Source text >>

Re: [PATCH bpf v2 4/5] bpf: Optimize the free of inner map

[Date Prev][Date Next][Thread Prev][Thread Next][Date Index][Thread Index]

 



Hi,

On 11/19/2023 7:28 AM, Martin KaFai Lau wrote:
> On 11/18/23 5:04 AM, Hou Tao wrote:
>>>> diff --git a/include/linux/bpf.h b/include/linux/bpf.h
>>>> index ec3c90202ffe6..8faa1af4b39df 100644
>>>> --- a/include/linux/bpf.h
>>>> +++ b/include/linux/bpf.h
>>>> @@ -245,6 +245,12 @@ struct bpf_list_node_kern {
>>>>        void *owner;
>>>>    } __attribute__((aligned(8)));
>>>>    +enum {
>>>> +    BPF_MAP_ACC_NORMAL_PROG_CTX = 1,
>>>> +    BPF_MAP_ACC_SLEEPABLE_PROG_CTX = 2,
>>>
>>> nit. It is a bit flag. Use (1U << 0) and (1U << 1) to make it more
>>> obvious.
>>
>> Will fix.
>>>
>>> How about renaming this to BPF_MAP_RCU_GP and BPF_MAP_RCU_TT_GP to
>>> better reflect it is used to decide if the map_free needs to wait for
>>> any rcu gp?
>>
>> OK. It is fine with me.
>>>
>>>> +    BPF_MAP_ACC_PROG_CTX_MASK = BPF_MAP_ACC_NORMAL_PROG_CTX |
>>>> BPF_MAP_ACC_SLEEPABLE_PROG_CTX,
>>>> +};
>>>> +
>>>>    struct bpf_map {
>>>>        /* The first two cachelines with read-mostly members of
>>>> which some
>>>>         * are also accessed in fast-path (e.g. ops, max_entries).
>>>> @@ -292,7 +298,8 @@ struct bpf_map {
>>>>        } owner;
>>>>        bool bypass_spec_v1;
>>>>        bool frozen; /* write-once; write-protected by freeze_mutex */
>>>> -    bool free_after_mult_rcu_gp;
>>>> +    atomic_t owned_prog_ctx;
>>>
>>> Instead of the enum flags, this should only need a true/false value to
>>> tell whether the outer map has ever been used by a sleepable prog or
>>> not. may be renaming this to "atomic used_by_sleepable;"?
>>
>> I have considered about that. But there is maps which is only accessed
>> in userspace (e.g. map used in BPF_PROG_BIND_MAP or maps in test_maps),
>> so I though one bool is not enough.
>
> Good point.
>
> In this case, a nit on the name. The "prog_ctx" part in the
> owned_prog_ctx usually means a different thing, like the "struct
> __sk_buff". How about using this pair of names?
>
>      /* may be just "long" and then set_bit? */
>     atomic_t used_in_rcu_gp;
>     atomic_t free_by_rcu_gp;
>
> shortened the name by removing the "_flags" suggested in the earlier
> comment.

Will update the names. The naming is hard, so thanks for the suggestions.

Task inputs >>
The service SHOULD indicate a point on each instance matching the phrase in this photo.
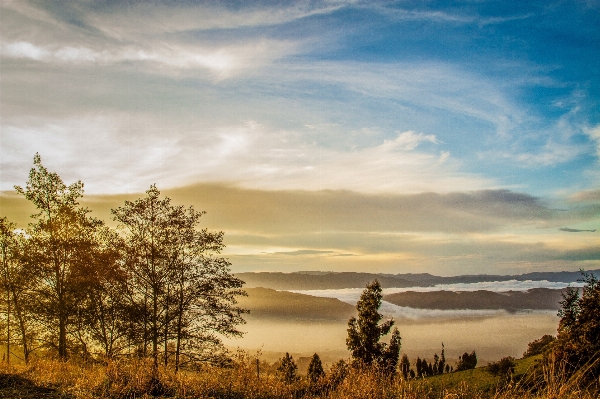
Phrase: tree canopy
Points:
(155, 286)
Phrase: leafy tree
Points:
(365, 332)
(539, 345)
(315, 369)
(14, 285)
(578, 340)
(106, 316)
(467, 361)
(287, 369)
(337, 373)
(419, 367)
(185, 294)
(503, 367)
(60, 250)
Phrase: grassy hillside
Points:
(133, 378)
(480, 379)
(269, 303)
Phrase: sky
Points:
(378, 136)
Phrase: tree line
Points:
(154, 286)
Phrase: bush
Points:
(578, 341)
(503, 367)
(538, 346)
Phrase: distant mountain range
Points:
(339, 280)
(536, 298)
(265, 303)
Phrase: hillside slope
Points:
(268, 303)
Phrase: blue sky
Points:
(367, 105)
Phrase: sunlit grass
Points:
(134, 378)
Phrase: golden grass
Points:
(134, 378)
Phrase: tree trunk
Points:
(23, 328)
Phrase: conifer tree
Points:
(365, 332)
(405, 366)
(315, 369)
(287, 369)
(578, 340)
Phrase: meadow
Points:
(134, 379)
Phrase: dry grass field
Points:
(134, 379)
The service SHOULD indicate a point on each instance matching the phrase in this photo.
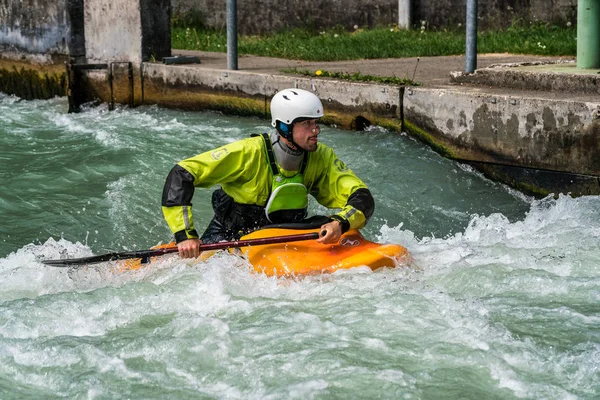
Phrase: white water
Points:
(502, 300)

Given problem 1 >> In the patch review thread, which two names does Martin KaFai Lau propose for the atomic_t fields?
Given problem 2 >> Put the listing into a Markdown table with columns Row and Line, beginning at the line that has "Phrase: dry grass field" and stopping at the end of the listing. Leave the pictures out.

Task answer 1 >> used_in_rcu_gp and free_by_rcu_gp

Task answer 2 >>
| Row | Line |
|---|---|
| 1 | Phrase: dry grass field |
| 2 | Points: |
| 3 | (134, 379) |
| 4 | The service SHOULD indicate a point on each instance matching the phrase in this photo. |
| 5 | Phrase: white water |
| 6 | Points: |
| 7 | (502, 300) |